__OBIETTIVO 1__. Secondo l'articolo sui libri di Natale, quale attore ha recitato nel film ispirato a "Piccole cose da nulla"?

__TESTO DI PARTENZA__.
I libri di Natale sono piccole finestre aperte, fanno luce nelle stanze in cui manca qualcuno, laddove il freddo può essere spento con amore e sulle Vigilie in cui ci si scopre incapaci di voltarsi dall’altra parte.
Libri da leggere a Natale
È anche per questo che i libri di Natale, quando sono scritti bene, funzionano come piccoli strumenti di sopravvivenza. Ne esistono di classici, ma anche di più contemporanei. Scopriamone qualcuno…
“Il panettone non bastò” di Dino Buzzati
Il Natale di Buzzati è un ricordo che punge, una raccolta emotiva di usanze e regali, la scelta letteraria di più personaggi dispersi tra le pagine in una geografia che si sposta.
Buzzati cambia continuamente registro: alterna il dolore di un ricordo privato, che può aprirsi all’improvviso come una ferita, a una riflessione sul presepe o sulla “tecnica” del regalo; passa da una scena quasi fiabesca alla descrizione di un rito africano, sconosciuto ai più; e, tra le righe, soggiunge una voce dickensiana: prova che certi fantasmi sanno prendere residenza proprio nelle ricorrenze.
Il titolo è una specie di avvertimento: la dolcezza non basta. Non basta il simbolo (il panettone). Che cosa stiamo celebrando, quando usiamo la parola “Natale”? E cosa resta, quando le lucine si spengono e gli addobbi si tolgono?
“Piccole cose da nulla” di Claire Keegan
Bill Furlong attraversa fattorie e villaggi con il camion carico di combustibile fossile: un lavoro pratico, ripetuto, quotidiano, che alcuni considererebbero “rassicurante”; è lui che permette alla gente di tenere accese le stufe, è lui che “tiene in ordine il mondo” in inverno, mentre la neve cade sulle strade di campagna.
Poi, una mattina, nel cortile di un convento, succede qualcosa. Non è un vero e proprio colpo di scena, ma un incontro che porta Bill a prendere una posizione.
Keegan costruisce la storia così: con la neve che continua a scendere e con una domanda che si allarga dentro la testa, finché diventa impossibile far finta di niente.
Quanto costa continuare a vivere bene quando il bene, intorno, è solo un’abitudine di facciata; e quando la comunità, la fede, le convenienze chiedono di voltarsi dall’altra parte? Bill sa che correre via è facile e sa anche che, a volte, il coraggio non coincide con gesti grandi.
“Piccole cose da nulla” è un libro che accende un Natale diverso e che ha ispirato il film “Piccole cose come queste” in cui ha recitato Cillian Murphy.

__DATI ESTRATTI__.
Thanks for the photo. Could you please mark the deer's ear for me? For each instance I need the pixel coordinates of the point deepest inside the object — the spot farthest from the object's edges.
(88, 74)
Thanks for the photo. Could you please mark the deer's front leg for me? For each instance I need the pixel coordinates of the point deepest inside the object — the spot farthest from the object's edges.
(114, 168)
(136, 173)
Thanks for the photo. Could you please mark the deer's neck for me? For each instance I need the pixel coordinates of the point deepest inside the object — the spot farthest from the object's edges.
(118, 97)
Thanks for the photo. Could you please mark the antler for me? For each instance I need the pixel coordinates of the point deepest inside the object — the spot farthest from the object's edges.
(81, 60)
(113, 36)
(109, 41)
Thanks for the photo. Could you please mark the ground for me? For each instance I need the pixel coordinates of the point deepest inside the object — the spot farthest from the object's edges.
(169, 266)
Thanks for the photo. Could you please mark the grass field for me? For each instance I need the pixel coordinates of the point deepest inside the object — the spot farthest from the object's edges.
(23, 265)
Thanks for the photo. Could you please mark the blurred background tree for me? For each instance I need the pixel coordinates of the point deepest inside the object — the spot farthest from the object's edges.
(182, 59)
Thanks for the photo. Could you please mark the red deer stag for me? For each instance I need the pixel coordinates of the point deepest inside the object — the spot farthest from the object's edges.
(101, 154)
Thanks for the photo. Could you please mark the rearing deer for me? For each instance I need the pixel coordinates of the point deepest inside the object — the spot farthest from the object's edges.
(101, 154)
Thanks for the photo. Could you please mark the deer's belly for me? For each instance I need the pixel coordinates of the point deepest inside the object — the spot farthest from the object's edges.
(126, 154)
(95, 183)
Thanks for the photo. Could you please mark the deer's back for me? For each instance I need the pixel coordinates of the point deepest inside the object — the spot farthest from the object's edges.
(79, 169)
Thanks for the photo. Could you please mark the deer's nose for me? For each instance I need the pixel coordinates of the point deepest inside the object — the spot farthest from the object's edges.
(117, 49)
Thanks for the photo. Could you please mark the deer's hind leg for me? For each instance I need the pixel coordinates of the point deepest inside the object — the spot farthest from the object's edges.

__OBIETTIVO 2__. Riscrivi, richieste comprese, le righe dei dati dalla riga che contiene "Thanks for the photo. Could you please mark the blurred" fino all'ultima riga dei dati, entrambe incluse. Scala di 1,05 ogni numero delle risposte, cioè le coordinate in pixel, arrotondando all'intero con le metà per eccesso, e riporta soltanto queste righe.

__RISULTATO CORRETTO 1__. Cillian Murphy.

__RISULTATO CORRETTO 2__.
Thanks for the photo. Could you please mark the blurred background tree for me? For each instance I need the pixel coordinates of the point deepest inside the object — the spot farthest from the object's edges.
(191, 62)
Thanks for the photo. Could you please mark the red deer stag for me? For each instance I need the pixel coordinates of the point deepest inside the object — the spot farthest from the object's edges.
(106, 162)
Thanks for the photo. Could you please mark the rearing deer for me? For each instance I need the pixel coordinates of the point deepest inside the object — the spot farthest from the object's edges.
(106, 162)
Thanks for the photo. Could you please mark the deer's belly for me? For each instance I need the pixel coordinates of the point deepest inside the object — the spot farthest from the object's edges.
(132, 162)
(100, 192)
Thanks for the photo. Could you please mark the deer's back for me? For each instance I need the pixel coordinates of the point deepest inside the object — the spot farthest from the object's edges.
(83, 177)
Thanks for the photo. Could you please mark the deer's nose for me? For each instance I need the pixel coordinates of the point deepest inside the object — the spot farthest from the object's edges.
(123, 51)
Thanks for the photo. Could you please mark the deer's hind leg for me? For each instance I need the pixel coordinates of the point deepest inside the object — the spot farthest from the object's edges.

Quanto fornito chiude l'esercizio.